**Task to carry out:**
Rewrite the rows below, changing each "sample" to "example" and leaving everything else untouched.

**Task inputs:**
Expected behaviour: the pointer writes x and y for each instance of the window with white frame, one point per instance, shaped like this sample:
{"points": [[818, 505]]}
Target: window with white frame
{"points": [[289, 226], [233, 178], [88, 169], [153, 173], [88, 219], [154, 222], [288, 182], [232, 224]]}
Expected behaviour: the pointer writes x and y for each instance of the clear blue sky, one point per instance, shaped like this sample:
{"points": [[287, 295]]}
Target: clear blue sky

**Result of the exercise:**
Expected behaviour: the pointer writes x and y for each instance of the window with white frame, one point per instance, shaped like this example:
{"points": [[818, 505]]}
Target: window with white frame
{"points": [[289, 226], [233, 178], [88, 169], [153, 173], [88, 219], [154, 222], [288, 182], [232, 224]]}
Expected behaviour: the pointer writes x and y for each instance of the clear blue sky, one point per instance, shaped like this example:
{"points": [[287, 295]]}
Target: clear blue sky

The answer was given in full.